## AVAILABLE RECORDS
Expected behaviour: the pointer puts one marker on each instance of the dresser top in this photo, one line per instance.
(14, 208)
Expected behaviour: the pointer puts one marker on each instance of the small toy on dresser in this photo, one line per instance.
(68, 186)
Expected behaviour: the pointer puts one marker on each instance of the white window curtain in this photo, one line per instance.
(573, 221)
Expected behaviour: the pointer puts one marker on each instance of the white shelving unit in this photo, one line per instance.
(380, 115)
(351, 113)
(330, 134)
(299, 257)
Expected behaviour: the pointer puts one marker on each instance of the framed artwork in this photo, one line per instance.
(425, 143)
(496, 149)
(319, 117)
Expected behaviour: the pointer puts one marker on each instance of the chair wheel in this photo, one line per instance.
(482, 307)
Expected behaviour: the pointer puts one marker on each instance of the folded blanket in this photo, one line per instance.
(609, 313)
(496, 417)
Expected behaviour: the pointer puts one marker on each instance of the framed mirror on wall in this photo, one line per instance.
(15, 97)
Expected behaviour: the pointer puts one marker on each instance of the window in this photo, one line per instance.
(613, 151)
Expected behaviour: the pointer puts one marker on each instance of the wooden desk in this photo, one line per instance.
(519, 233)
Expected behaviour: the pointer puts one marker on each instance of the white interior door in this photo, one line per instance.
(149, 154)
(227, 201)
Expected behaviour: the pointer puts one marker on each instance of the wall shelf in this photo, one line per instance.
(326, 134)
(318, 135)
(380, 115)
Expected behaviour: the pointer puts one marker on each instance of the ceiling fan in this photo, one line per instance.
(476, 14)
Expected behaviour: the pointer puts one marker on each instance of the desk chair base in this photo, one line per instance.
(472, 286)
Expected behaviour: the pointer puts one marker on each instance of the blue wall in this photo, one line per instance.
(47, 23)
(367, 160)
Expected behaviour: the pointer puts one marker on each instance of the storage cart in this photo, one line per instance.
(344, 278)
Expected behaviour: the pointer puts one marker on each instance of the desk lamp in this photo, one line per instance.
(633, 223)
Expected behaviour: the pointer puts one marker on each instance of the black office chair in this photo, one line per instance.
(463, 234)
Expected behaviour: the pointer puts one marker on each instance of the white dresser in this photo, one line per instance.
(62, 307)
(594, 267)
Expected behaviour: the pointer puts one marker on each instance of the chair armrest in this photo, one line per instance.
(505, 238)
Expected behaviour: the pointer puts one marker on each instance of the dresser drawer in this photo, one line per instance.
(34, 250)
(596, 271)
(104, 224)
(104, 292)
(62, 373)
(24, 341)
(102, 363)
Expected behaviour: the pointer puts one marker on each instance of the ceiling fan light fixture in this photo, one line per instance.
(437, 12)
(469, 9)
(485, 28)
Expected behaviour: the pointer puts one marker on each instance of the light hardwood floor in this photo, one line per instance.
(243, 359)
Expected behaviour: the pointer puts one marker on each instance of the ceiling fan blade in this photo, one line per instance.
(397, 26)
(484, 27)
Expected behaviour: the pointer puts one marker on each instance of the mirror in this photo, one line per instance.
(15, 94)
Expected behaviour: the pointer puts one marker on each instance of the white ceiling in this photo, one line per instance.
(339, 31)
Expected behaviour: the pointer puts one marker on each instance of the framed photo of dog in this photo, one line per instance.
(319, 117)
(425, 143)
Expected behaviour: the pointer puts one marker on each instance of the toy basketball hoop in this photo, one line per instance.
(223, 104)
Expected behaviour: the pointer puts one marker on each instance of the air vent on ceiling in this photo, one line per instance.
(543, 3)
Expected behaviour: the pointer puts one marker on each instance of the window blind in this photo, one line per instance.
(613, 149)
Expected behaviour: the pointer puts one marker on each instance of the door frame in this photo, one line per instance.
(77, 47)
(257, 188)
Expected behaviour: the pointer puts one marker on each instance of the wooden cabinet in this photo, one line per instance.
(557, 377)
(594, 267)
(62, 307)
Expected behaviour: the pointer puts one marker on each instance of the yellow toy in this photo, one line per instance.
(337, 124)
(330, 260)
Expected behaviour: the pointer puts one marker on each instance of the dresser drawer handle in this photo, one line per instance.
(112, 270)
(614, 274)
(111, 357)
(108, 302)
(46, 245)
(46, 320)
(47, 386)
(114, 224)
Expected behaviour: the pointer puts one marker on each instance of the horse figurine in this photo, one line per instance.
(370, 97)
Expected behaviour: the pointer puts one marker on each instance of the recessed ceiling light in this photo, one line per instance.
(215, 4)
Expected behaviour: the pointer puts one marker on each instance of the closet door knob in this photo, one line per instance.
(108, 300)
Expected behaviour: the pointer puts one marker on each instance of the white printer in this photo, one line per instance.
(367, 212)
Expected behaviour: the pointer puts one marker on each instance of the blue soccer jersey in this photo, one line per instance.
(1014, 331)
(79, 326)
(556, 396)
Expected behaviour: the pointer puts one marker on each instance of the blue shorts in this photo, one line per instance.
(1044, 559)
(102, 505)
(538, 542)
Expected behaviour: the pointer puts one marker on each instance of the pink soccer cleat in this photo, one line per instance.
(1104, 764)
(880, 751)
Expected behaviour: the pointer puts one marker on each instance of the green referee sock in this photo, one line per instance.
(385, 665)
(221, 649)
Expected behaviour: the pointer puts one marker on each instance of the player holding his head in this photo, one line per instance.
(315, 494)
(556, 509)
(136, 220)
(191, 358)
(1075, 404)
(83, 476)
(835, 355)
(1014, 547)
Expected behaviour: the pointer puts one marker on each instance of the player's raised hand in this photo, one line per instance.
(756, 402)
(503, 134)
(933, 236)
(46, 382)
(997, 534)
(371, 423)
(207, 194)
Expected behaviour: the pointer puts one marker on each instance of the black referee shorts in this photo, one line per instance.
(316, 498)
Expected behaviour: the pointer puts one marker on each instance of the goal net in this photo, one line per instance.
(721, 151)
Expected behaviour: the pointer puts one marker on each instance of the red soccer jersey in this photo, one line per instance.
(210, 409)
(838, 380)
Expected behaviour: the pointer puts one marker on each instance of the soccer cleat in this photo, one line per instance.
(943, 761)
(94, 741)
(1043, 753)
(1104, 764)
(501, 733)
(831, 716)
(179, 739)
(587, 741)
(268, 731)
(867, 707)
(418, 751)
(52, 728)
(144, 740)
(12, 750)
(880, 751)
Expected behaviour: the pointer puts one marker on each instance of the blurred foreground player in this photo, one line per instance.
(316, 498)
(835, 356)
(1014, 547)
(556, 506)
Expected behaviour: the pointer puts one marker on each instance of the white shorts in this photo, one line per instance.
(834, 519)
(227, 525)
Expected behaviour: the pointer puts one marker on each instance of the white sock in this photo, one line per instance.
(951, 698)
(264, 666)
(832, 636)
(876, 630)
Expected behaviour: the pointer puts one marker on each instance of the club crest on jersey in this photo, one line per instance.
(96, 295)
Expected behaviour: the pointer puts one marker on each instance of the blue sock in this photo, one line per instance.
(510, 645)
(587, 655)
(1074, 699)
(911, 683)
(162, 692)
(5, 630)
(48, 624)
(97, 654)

## TASK INSTRUCTIONS
Down to the last line, restate the records exactly.

## REPLY TO THE TASK
Expected behaviour: the pointer puts one marker on each instance of the dresser top in this photo, one line per instance.
(14, 208)
Expected behaviour: the pointer puts one marker on each instance of the small toy on dresser in this photo, one line per instance.
(68, 186)
Expected behaviour: the pointer puts one marker on each instance of the white window curtain in this photo, one line per instance.
(573, 221)
Expected behaviour: the pointer puts one marker on each instance of the white shelving unit in this photo, one line per instance.
(380, 115)
(351, 113)
(330, 134)
(299, 257)
Expected behaviour: the pointer puts one marker on each instance of the framed artwork in this photo, one line per instance.
(425, 143)
(496, 149)
(319, 117)
Expected behaviour: the pointer puts one marker on each instance of the chair wheel in this photo, one line per instance.
(482, 307)
Expected behaviour: the pointer puts one marker on each instance of the folded blanket in this photo, one line per instance.
(609, 313)
(496, 417)
Expected behaviour: the pointer puts one marker on each instance of the framed mirror on wall in this photo, one line per instance.
(15, 97)
Expected behaviour: the pointer puts one marker on each instance of the window in this photo, one line per instance.
(613, 151)
Expected behaviour: the pointer puts one marker on each instance of the wooden desk in this photo, one line per instance.
(519, 233)
Expected behaviour: the pointer puts one marker on each instance of the white interior door in this photo, one line per instance.
(149, 154)
(227, 201)
Expected behaviour: the pointer puts one marker on each instance of the wall shelf in this photo, one line per instance.
(326, 134)
(318, 135)
(380, 115)
Expected behaviour: the pointer puts one marker on each instance of the ceiling fan in this photo, one line per instance.
(476, 14)
Expected behaviour: the pointer puts one marker on each instance of the desk chair base in this photo, one line per instance.
(472, 286)
Expected behaviour: the pointer puts one marker on each instance of the blue wall in this photo, one line per instance.
(47, 23)
(367, 160)
Expected behaviour: the pointer puts one marker on each instance of the storage cart in this photo, one line per instance.
(344, 278)
Expected behaviour: the pointer puts one marker on each instance of the desk lamp in this photo, one line per instance.
(633, 223)
Expected behaviour: the pointer puts one marker on each instance of the black office chair in this photo, one line per instance.
(463, 234)
Expected behaviour: the pointer puts one marker on each instance of the white dresser in this photo, one line per instance.
(62, 307)
(594, 267)
Expected behaviour: the pointer puts one marker on each instance of the chair armrest in this photo, one line per instance.
(505, 238)
Expected behaviour: the pointer puts one marker on each instance of the dresser drawer in this photo, one line per instance.
(34, 250)
(596, 271)
(104, 224)
(104, 292)
(62, 373)
(24, 341)
(102, 363)
Expected behaviour: the pointer puts one marker on each instance of the ceiling fan light fixture in this photo, one line per instance.
(437, 12)
(469, 9)
(485, 28)
Expected behaviour: the pointer puts one marker on each instance of the light hardwood floor in this photo, one line per instance.
(243, 359)
Expected behaviour: the pointer puts one marker on each instance of the ceiling fan blade in this photo, one line per instance.
(397, 26)
(484, 27)
Expected behaviour: the pointer puts one marker on each instance of the mirror in this photo, one line per instance.
(15, 94)
Expected behaviour: the pointer puts one marker on each instance of the white ceiling in this photo, one line per instance.
(339, 31)
Expected behaviour: the pointer puts one marker on each instance of the framed photo of dog in this photo, one line per instance.
(319, 117)
(425, 143)
Expected behaviour: the pointer puts one marker on each instance of the toy basketball hoop in this photo, one line per instance.
(223, 104)
Expected behaviour: the pointer puts one marker on each instance of the air vent on ceiling in this photo, one line per instance.
(543, 3)
Expected behaviour: the pointer puts one marker on each instance of the window blind in this photo, one line per instance.
(613, 149)
Expected behaviour: the pointer puts one marker on each instance of the door frame in this photo, one line per instance.
(77, 47)
(257, 188)
Expected behaviour: the pointer puts one marker on each instance of the wooden cabinet in this photo, one line per instance.
(557, 377)
(594, 267)
(62, 307)
Expected behaviour: the pointer puts one marker on each instance of the yellow toy in this photo, one line per instance.
(337, 124)
(330, 260)
Expected behaviour: the pointer puts one marker on each instance of the dresser drawer handle in this photo, one line per instance.
(112, 270)
(614, 274)
(111, 357)
(108, 302)
(46, 245)
(46, 320)
(47, 386)
(114, 224)
Expected behaviour: the pointer puts one marker on each instance of the horse figurine in this photo, one line per instance.
(370, 97)
Expected behaviour: the pointer puts one marker on each instance of the recessed ceiling light in this photo, one line per instance.
(215, 4)
Expected behaviour: the pointer puts one marker on each instance of the closet door knob in this photo, one line per instance.
(108, 300)
Expected behaviour: the pointer puts one marker on each instance of the white printer in this photo, one line per instance.
(367, 212)
Expected behaviour: the pointer puts one marker on each instance of the blue soccer jersey in this photo, one line per instance.
(1014, 331)
(79, 326)
(556, 396)
Expected behaviour: the pointer puts one marker on each instance of the blue shorts in this photo, one line per instance.
(1044, 559)
(102, 505)
(538, 542)
Expected behaviour: the pointer puts one marker on each instance of the pink soccer cleat in this photo, one line per instance.
(1104, 764)
(880, 751)
Expected behaviour: the pointer puts one marker on each instance of the green referee sock in this photo, one line per instance.
(385, 665)
(221, 649)
Expected behaviour: the pointer puts one marker on each instance of the player holding his head in this photo, one line per instance.
(315, 494)
(556, 509)
(136, 220)
(191, 358)
(1075, 404)
(83, 476)
(835, 355)
(1014, 547)
Expected behaviour: the pointer puts one marker on each instance of the player's raised hand in this photo, one line per instance.
(756, 402)
(503, 134)
(933, 236)
(46, 382)
(997, 534)
(371, 423)
(207, 194)
Expected behaviour: the pointer puts one marker on each instance of the black referee shorts in this photo, one line per instance.
(316, 498)
Expected behaviour: the pointer puts one marker on each instance of the goal net in this photo, one line per instance.
(721, 151)
Expected behaviour: the pointer puts one marker on each instance of the red soccer jersey in this photo, one line per instance.
(210, 409)
(838, 380)
Expected behaviour: the pointer puts one marker on each instance of the soccer cleat in this photo, one line per instance.
(943, 761)
(94, 741)
(1043, 753)
(1104, 764)
(501, 733)
(831, 716)
(179, 739)
(587, 741)
(268, 731)
(867, 707)
(418, 751)
(52, 728)
(144, 740)
(12, 750)
(880, 751)
Expected behaviour: the pointer puts one marker on each instance of the blurred foreground player in this photo, one line per instance.
(316, 498)
(835, 356)
(1014, 547)
(556, 506)
Expected behaviour: the pointer puts one marker on each instance of the white shorts in this photo, one line per instance.
(834, 519)
(227, 525)
Expected behaviour: the pointer puts one marker on each instance of the white sock in this photo, one line per instance.
(951, 698)
(264, 666)
(832, 636)
(876, 630)
Expected behaviour: the pointer puts one marker on each instance of the club crest on jersey in this photo, one line per instance.
(96, 295)
Expected behaviour: the pointer puts one marker on each instance of the blue sock in this photo, one line per instance.
(510, 645)
(587, 655)
(1074, 699)
(911, 683)
(162, 692)
(5, 630)
(48, 624)
(97, 654)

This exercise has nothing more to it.